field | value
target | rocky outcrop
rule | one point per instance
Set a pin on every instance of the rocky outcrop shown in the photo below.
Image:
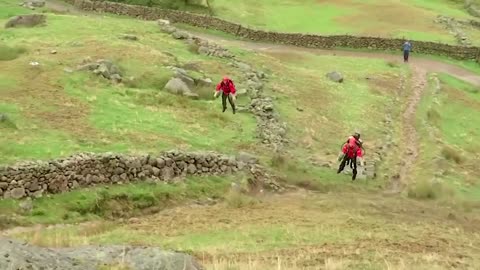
(102, 67)
(335, 76)
(20, 255)
(29, 20)
(302, 40)
(455, 26)
(6, 122)
(33, 4)
(33, 179)
(472, 8)
(201, 46)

::::::::

**WORK ORDER:**
Once the line holding "rule | one point per instance" is found, set it down along with every line after it through the end of the entries, exactly, leaving the pictures out.

**THE COMPLETED TASK:**
rule | one point per instance
Set a pin on every instance of the rocky outcrop shown in the photo below.
Image:
(102, 67)
(335, 76)
(20, 255)
(29, 20)
(302, 40)
(455, 26)
(6, 122)
(33, 4)
(33, 179)
(472, 8)
(201, 46)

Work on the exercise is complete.